### WRITTEN TASKS
**A.** Answer these questions from the passage on the fear of healing:
(i) For what purpose is sickness desired?
(ii) To whom does correction belong?
(iii) What is lost by one who assumes correction's role?
**B.** Decide whether each statement agrees with the passage on the fear of healing, and quote the words that settle it:
(i) Identity and function are described as the same.
(ii) Correction is said to be your function.
(iii) One can forgive before learning that correction is but to forgive.

ACIM Chapter 27 II. The Fear of Healing 9-16

9. Who, then, fears healing? Only those to whom their brothers sacrifice, and pain are seen to represent their own serenity. Their helplessness and weakness represent the grounds on which they justify his pain. The constant sting of guilt he suffers serves to prove that he is slave, but they are free. The constant pain they suffer demonstrates that they are free because they hold him bound. And sickness is desired to prevent a shift of balance in the sacrifice. How could the Holy Spirit be deterred an instant, even less, to reason with an argument for sickness such as this? And need your healing be delayed because you pause to listen to insanity?

10. Correction is not your function. It belongs to One Who knows of fairness, not of guilt. If you assume correction’s role, you lose the function of forgiveness. No one can forgive until he learns correction is but to forgive, and never to accuse. Alone, you cannot see they are the same, and therefore is correction not of you. Identity and function are the same, and by your function do you know yourself. And thus, if you confuse your function with the function of another, you must be confused about yourself and who you are. What is the separation but a wish to take God’s function from him and deny that it is his? Yet if it is not his it is not yours, for you must lose what you would take away.

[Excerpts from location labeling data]
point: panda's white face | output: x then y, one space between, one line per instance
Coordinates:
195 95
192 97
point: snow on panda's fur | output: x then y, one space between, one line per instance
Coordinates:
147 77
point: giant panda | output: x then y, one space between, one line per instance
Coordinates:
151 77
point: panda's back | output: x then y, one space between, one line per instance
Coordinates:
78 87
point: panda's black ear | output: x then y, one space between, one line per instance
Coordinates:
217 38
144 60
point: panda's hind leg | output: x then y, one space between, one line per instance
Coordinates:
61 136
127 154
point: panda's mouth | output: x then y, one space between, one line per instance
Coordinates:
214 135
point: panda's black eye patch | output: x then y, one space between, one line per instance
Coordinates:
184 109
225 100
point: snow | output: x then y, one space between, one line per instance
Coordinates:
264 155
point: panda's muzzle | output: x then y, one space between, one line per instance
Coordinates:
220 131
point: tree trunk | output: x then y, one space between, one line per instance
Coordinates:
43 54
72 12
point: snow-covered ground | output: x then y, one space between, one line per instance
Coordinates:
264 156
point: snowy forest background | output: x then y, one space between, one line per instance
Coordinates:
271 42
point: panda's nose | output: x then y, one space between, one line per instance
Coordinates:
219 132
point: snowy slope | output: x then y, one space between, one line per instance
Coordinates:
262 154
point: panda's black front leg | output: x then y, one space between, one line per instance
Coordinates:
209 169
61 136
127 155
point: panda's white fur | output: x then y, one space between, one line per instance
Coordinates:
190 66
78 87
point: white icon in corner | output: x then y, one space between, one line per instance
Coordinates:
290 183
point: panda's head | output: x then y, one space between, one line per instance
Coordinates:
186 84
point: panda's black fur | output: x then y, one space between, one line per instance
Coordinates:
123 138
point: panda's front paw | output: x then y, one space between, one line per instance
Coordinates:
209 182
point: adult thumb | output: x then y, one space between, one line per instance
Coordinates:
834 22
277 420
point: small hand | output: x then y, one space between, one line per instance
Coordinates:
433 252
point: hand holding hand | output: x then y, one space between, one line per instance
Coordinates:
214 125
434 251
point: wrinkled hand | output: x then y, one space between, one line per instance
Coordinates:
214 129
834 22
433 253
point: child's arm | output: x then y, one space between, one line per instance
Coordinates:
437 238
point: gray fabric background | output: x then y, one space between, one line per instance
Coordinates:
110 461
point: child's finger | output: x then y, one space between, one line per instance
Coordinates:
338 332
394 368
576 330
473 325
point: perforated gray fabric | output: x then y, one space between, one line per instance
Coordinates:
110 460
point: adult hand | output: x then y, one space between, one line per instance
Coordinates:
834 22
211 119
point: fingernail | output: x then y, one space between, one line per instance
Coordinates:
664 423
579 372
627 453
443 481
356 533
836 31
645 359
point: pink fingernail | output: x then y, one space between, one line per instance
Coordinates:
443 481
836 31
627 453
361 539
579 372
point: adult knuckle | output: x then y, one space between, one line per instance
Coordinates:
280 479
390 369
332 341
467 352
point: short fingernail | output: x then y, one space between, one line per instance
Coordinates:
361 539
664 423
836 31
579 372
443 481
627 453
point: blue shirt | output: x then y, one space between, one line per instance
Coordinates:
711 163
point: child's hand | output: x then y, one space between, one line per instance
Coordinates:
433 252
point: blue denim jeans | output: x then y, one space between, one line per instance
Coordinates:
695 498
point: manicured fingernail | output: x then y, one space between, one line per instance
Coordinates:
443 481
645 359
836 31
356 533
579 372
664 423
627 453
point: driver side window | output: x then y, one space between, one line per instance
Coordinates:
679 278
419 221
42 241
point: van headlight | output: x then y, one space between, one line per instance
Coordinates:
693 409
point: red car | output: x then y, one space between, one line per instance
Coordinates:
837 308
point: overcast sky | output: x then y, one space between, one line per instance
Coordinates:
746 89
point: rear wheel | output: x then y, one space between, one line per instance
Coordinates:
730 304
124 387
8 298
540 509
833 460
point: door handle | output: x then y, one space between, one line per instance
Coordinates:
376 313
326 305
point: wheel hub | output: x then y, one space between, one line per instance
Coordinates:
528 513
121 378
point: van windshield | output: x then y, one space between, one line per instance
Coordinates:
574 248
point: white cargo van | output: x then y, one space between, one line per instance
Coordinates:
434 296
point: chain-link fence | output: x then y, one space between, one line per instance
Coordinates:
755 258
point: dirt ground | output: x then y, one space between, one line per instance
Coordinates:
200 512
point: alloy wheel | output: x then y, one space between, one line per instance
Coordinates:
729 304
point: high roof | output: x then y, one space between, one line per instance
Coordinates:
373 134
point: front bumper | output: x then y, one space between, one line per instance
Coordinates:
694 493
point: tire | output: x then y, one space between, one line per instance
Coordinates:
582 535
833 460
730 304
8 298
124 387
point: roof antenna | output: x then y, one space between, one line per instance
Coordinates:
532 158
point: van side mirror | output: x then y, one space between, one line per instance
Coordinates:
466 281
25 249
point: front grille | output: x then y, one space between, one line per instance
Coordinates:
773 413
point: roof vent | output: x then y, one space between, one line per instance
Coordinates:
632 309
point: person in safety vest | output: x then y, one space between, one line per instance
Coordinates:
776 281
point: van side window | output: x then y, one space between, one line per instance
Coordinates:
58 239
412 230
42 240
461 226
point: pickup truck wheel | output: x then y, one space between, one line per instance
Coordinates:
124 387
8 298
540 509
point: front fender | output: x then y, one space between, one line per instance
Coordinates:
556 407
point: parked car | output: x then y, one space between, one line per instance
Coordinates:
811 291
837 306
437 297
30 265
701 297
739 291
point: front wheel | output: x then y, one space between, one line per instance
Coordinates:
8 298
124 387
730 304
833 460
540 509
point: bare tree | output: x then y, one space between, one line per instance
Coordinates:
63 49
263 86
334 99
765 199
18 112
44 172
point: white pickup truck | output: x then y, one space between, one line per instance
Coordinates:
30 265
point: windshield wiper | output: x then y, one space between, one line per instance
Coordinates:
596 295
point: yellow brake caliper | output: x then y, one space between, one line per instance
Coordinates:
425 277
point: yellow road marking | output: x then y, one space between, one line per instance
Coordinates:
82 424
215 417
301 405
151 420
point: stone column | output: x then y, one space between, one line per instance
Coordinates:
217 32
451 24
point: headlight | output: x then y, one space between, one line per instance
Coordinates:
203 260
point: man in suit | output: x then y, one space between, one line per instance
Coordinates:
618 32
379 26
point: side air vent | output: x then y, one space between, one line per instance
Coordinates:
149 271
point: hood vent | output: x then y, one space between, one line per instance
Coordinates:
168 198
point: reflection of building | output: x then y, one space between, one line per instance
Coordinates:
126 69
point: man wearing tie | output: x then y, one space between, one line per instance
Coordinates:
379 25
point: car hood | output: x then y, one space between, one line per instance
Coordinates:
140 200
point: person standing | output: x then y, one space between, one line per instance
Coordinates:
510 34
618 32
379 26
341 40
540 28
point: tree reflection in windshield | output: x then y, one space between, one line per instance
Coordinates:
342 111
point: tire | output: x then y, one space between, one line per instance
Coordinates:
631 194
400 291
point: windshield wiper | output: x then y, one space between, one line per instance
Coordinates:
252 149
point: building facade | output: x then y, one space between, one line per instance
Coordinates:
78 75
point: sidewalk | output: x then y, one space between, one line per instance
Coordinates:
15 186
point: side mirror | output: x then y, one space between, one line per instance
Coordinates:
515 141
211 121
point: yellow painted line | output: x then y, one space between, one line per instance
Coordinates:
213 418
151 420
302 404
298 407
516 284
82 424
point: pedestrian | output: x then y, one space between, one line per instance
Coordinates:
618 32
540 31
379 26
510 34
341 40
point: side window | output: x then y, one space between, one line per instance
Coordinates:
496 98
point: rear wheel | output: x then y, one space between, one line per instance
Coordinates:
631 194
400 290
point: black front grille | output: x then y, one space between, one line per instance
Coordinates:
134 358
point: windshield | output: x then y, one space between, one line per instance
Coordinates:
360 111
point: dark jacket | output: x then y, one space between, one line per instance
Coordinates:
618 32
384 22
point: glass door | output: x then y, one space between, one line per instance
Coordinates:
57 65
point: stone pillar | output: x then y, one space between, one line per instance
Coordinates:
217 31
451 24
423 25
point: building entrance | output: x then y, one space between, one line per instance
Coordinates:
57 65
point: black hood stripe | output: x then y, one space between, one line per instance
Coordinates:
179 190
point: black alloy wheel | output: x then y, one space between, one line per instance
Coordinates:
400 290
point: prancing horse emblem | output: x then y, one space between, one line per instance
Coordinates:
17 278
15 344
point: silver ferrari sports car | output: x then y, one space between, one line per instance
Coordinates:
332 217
--
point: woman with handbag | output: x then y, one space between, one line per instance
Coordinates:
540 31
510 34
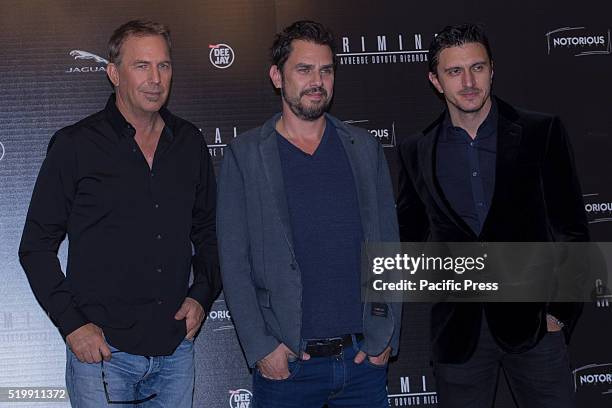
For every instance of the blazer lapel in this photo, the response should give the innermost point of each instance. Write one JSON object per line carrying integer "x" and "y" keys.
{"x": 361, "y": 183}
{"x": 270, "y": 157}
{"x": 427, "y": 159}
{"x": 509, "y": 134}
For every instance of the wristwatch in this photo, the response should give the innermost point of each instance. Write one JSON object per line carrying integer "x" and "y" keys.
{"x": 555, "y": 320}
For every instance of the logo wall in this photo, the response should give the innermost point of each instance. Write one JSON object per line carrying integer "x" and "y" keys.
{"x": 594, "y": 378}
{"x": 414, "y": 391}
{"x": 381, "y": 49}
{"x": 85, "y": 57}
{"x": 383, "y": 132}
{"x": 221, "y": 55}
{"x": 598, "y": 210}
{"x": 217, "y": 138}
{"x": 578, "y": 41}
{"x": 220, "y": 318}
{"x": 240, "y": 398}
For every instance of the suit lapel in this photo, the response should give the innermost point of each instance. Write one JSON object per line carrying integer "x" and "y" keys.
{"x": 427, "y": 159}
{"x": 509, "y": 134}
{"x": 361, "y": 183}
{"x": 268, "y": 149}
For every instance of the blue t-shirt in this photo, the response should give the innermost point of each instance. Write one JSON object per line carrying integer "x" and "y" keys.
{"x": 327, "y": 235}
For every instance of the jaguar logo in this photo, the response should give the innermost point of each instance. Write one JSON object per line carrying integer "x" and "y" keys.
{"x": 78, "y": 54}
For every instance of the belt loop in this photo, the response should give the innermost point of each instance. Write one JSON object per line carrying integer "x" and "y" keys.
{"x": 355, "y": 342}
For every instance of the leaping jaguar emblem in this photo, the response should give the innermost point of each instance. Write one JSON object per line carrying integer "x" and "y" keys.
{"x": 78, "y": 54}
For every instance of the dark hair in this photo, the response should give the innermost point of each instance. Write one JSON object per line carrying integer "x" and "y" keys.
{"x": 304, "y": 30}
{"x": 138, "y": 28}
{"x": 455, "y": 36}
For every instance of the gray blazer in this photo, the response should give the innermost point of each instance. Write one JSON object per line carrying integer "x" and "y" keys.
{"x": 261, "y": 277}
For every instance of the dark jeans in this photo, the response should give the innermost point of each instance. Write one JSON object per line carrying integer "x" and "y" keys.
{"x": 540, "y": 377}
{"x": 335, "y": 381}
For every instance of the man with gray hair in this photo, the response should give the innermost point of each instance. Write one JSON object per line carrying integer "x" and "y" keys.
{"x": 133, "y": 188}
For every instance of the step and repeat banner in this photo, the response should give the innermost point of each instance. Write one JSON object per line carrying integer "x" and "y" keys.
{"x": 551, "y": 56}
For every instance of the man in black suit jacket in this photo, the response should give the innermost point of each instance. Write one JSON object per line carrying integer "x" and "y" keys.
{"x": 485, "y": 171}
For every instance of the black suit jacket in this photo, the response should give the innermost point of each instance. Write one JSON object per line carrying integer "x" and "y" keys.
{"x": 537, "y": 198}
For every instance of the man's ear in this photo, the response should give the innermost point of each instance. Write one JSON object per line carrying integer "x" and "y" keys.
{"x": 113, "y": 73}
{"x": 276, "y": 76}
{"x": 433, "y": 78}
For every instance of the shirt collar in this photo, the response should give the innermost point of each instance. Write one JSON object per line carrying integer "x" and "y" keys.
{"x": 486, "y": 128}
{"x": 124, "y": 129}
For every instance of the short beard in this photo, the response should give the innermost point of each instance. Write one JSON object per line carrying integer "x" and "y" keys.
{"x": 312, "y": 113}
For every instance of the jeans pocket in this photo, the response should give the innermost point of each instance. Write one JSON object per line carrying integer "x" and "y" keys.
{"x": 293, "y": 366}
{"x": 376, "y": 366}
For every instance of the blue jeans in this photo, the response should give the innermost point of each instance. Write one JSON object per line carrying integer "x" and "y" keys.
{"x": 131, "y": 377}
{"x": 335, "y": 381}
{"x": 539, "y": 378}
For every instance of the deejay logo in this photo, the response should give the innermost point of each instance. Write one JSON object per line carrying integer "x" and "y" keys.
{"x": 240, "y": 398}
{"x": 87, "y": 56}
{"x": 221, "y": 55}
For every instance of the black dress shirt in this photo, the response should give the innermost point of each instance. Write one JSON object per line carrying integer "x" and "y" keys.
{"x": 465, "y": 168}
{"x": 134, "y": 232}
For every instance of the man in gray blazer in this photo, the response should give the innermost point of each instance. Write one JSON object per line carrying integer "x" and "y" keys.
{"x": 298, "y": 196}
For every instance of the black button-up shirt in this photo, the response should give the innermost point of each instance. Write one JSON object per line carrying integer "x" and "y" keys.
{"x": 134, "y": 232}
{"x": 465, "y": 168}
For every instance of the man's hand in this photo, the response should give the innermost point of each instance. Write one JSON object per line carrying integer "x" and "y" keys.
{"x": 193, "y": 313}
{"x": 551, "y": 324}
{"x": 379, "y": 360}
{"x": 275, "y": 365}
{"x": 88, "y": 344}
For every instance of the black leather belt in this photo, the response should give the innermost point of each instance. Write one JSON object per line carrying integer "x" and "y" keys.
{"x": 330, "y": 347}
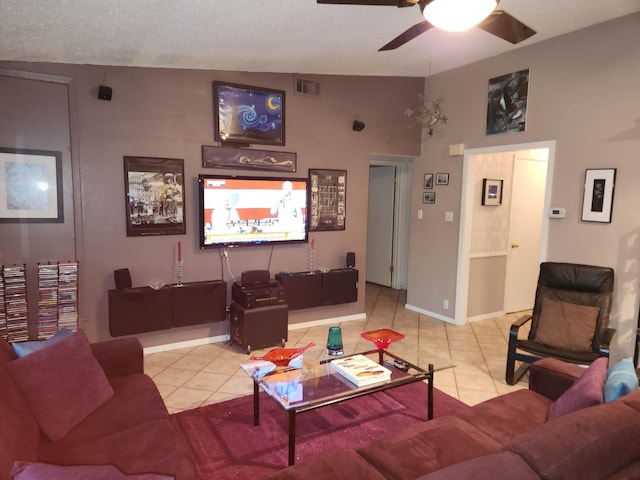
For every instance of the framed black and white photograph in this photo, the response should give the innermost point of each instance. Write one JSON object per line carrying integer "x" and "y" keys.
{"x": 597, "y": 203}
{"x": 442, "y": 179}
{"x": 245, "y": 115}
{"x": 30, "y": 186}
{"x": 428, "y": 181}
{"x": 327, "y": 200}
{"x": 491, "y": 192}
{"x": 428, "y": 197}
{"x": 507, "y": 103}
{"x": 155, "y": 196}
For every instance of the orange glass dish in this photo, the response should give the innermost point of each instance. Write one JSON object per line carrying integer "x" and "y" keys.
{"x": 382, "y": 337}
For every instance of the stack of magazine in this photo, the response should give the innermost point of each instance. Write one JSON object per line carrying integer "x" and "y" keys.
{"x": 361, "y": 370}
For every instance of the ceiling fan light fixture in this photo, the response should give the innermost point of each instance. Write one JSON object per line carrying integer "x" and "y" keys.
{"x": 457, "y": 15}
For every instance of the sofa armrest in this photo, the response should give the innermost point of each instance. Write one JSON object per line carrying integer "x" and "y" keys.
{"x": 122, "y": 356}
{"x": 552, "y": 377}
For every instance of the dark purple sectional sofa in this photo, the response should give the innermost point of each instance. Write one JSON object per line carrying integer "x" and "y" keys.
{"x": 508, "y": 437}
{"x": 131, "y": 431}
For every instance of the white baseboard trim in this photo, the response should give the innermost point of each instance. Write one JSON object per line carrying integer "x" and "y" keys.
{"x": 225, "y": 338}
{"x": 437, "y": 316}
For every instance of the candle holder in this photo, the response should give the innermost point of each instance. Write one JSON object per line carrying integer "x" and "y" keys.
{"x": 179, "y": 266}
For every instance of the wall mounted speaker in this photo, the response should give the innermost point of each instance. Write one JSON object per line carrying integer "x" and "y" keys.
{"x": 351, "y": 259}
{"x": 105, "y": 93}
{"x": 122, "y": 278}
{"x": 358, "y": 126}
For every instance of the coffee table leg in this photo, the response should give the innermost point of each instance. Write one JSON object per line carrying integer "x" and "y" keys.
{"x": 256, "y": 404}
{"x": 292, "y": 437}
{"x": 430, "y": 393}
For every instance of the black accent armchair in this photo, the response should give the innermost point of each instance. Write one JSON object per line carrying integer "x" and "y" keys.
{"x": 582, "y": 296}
* * *
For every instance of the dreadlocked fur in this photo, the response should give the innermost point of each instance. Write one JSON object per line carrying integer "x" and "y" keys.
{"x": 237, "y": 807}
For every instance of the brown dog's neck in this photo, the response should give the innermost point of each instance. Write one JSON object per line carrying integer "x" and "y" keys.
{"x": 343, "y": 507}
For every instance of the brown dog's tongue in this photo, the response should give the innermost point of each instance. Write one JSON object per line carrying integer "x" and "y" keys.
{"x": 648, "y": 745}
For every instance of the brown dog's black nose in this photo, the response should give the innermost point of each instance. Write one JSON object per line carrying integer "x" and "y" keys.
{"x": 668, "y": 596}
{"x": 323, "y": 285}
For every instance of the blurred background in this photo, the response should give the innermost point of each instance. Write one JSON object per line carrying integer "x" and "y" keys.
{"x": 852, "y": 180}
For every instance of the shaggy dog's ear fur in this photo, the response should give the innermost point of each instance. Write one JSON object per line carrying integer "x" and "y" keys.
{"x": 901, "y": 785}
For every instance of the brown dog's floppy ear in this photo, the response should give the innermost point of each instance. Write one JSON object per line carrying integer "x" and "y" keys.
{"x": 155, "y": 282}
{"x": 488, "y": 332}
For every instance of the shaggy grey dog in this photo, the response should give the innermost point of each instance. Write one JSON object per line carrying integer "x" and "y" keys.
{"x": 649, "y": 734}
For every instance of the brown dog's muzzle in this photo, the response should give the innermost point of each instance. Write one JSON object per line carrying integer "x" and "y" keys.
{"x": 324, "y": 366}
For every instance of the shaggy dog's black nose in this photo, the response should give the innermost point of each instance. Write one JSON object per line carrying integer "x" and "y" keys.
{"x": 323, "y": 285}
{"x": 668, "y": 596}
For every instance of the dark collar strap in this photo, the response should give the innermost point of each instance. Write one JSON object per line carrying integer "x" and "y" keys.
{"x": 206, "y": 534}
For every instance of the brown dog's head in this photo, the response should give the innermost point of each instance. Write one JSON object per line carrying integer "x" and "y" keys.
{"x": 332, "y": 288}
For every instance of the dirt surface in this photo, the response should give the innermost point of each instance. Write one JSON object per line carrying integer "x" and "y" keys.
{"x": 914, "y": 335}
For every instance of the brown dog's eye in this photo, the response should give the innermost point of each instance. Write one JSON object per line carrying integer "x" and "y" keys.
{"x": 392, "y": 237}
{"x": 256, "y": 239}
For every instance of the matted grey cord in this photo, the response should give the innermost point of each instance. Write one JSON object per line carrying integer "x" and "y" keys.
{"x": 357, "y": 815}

### THE SOLUTIONS
**A.**
(i) To prevent a shift of balance in the sacrifice.
(ii) To One Who knows of fairness, not of guilt.
(iii) The function of forgiveness.

**B.**
(i) Yes: "Identity and function are the same"
(ii) No: "Correction is not your function."
(iii) No: "No one can forgive until he learns correction is but to forgive, and never to accuse."